Fonte:
É incontestável que a COP 28, realizada entre novembro e dezembro em Dubai, foi uma das mais polêmicas e contraditórias. Enquanto a conferência de Quioto representou um desafio para a participação dos países na adesão de metas de redução de gases do efeito estufa (GEE), Dubai performou como aquela que teve maior adesão de lobistas das indústrias mais poluentes do mundo, como o petróleo e gás. Txai Suruí, uma das poucas lideranças de povos originários presentes no evento, sintetizou em uma crítica o que ficou marcado nesta COP: “para cada indígena, haviam sete lobistas presentes”.

O Brasil não ficou de fora no jogo das contradições ao ser apontado como uma vanguarda para o desenvolvimento sustentável no sul global, enquanto ao mesmo tempo abria o leilão de novas áreas de exploração de petróleo na Amazônia. Mas mesmo com esses problemas que foram evidenciados na COP, é preciso entender que há uma importante e urgente agenda ambiental sendo construída pelo governo ao longo deste primeiro ano de mandato.

Esse novo conjunto de políticas públicas é apresentado após um longo processo de governos que atuaram contra o meio ambiente. Mesmo os primeiros mandatos do PT avançaram pouco no tema. O que veio depois acabou destruindo o pouco que havia sido feito, levando o país ao status de vergonha internacional, depois de anos protagonizando as agendas do Desenvolvimento Sustentável, como na construção da Agenda 2030, por exemplo, em que o Itamaraty teve um papel fundamental.

Este é o primeiro governo que coloca em sua agenda política a descarbonização e o desmatamento zero. Isso é, realmente, inédito. Na esteira desse movimento, a criação de ministérios como o dos Povos Indígenas é, incontestavelmente, uma vanguarda global. Mas se o país não avançar na agenda de uma economia alinhada a esse movimento, será, mais uma vez, uma agenda perdida.

Não há mais como pensar medidas de desenvolvimento econômico e de sustentabilidade como forças antagônicas, que precisam ser conciliadas. Com a crise climática e os esforços globais para mitigar os problemas derivados dela, o momento é de pensar políticas públicas integradoras que repensem o modelo produtivo industrial que adotamos até aqui. O Desenvolvimento Sustentável representava até então, uma tentativa de conciliação de esforços entre desenvolvimento econômico e preservação ambiental, o Plano de Transição Ecológica (PTE) lançado pelo Governo Federal representa, de fato, uma tentativa de integração e não mais conciliação dessas duas agendas.

Instrução dada 1: No texto sobre a COP 28, qual plano lançado pelo Governo Federal é descrito como uma tentativa de integração, e não mais de conciliação, entre desenvolvimento econômico e preservação ambiental?

Registros extraídos de uma coleção:
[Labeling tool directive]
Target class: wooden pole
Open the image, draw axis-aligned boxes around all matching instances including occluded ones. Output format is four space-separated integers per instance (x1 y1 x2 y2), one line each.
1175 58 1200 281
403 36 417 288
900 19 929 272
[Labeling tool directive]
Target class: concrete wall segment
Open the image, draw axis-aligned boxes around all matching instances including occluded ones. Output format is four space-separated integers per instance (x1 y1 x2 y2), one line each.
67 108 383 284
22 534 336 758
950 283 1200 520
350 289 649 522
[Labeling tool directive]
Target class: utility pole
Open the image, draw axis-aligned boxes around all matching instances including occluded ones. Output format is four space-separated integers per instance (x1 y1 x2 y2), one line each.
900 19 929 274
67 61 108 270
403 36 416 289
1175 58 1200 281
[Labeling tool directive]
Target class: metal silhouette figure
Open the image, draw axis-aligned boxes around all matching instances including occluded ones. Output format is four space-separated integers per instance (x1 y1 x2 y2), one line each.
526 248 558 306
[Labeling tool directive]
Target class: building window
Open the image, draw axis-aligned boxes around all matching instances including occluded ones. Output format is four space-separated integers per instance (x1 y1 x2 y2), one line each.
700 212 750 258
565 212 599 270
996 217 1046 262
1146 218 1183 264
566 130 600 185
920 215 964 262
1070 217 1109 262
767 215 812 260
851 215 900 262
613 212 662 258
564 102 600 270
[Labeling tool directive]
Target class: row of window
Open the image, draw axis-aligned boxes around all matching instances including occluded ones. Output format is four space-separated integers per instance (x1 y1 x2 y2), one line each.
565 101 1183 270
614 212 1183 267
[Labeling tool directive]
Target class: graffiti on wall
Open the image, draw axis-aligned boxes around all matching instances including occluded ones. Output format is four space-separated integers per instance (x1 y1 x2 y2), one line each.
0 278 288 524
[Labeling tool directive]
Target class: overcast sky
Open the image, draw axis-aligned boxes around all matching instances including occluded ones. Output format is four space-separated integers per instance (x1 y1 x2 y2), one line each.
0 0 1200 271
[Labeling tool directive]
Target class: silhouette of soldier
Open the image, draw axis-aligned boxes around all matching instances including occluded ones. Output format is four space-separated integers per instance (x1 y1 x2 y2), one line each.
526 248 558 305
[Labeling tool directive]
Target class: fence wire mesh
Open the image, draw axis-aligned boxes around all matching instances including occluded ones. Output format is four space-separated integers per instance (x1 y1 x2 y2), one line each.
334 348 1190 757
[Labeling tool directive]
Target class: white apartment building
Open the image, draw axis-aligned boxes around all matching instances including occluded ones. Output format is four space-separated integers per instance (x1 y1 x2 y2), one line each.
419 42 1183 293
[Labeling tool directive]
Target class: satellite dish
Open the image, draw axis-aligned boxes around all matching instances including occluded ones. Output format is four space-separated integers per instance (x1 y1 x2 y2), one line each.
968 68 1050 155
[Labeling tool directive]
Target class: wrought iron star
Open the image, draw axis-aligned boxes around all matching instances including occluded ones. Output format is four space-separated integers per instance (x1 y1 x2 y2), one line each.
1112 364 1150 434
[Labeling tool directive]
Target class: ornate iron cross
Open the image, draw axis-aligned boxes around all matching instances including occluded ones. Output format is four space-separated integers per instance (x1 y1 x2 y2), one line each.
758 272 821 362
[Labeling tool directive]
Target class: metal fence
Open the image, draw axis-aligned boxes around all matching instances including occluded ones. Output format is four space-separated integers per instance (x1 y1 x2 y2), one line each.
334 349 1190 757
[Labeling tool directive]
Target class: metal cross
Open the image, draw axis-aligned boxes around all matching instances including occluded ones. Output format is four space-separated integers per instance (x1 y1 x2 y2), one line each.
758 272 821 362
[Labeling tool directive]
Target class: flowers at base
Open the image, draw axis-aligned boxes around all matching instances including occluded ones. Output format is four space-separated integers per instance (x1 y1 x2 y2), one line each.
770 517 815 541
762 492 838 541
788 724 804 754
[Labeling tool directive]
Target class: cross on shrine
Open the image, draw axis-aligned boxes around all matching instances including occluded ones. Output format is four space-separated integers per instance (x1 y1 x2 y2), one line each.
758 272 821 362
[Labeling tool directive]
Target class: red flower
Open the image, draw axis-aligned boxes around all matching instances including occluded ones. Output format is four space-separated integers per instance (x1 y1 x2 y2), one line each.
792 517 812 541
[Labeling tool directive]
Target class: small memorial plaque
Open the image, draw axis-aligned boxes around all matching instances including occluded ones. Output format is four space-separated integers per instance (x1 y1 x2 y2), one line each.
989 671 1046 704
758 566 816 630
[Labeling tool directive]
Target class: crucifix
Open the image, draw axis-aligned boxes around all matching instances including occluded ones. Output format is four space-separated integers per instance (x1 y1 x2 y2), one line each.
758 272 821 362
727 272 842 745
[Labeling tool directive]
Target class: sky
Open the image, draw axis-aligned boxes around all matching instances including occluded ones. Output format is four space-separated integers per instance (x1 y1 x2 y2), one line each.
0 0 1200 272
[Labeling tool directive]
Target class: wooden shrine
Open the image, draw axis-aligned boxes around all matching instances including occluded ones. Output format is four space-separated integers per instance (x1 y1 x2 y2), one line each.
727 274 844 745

Instrução dada 2: Reescreva a listagem desde o começo até a linha que contém "350 289 649 522", inclusive, substituindo "wooden pole" por "timber pole" e mantendo todo o resto inalterado.

Resposta completa 1: O Plano de Transição Ecológica (PTE).

Resposta completa 2:
[Labeling tool directive]
Target class: timber pole
Open the image, draw axis-aligned boxes around all matching instances including occluded ones. Output format is four space-separated integers per instance (x1 y1 x2 y2), one line each.
1175 58 1200 281
403 36 417 288
900 19 929 272
[Labeling tool directive]
Target class: concrete wall segment
Open the image, draw axis-aligned boxes around all matching instances including occluded ones. Output format is four space-separated integers per instance (x1 y1 x2 y2), one line each.
67 108 383 284
22 534 336 758
950 283 1200 520
350 289 649 522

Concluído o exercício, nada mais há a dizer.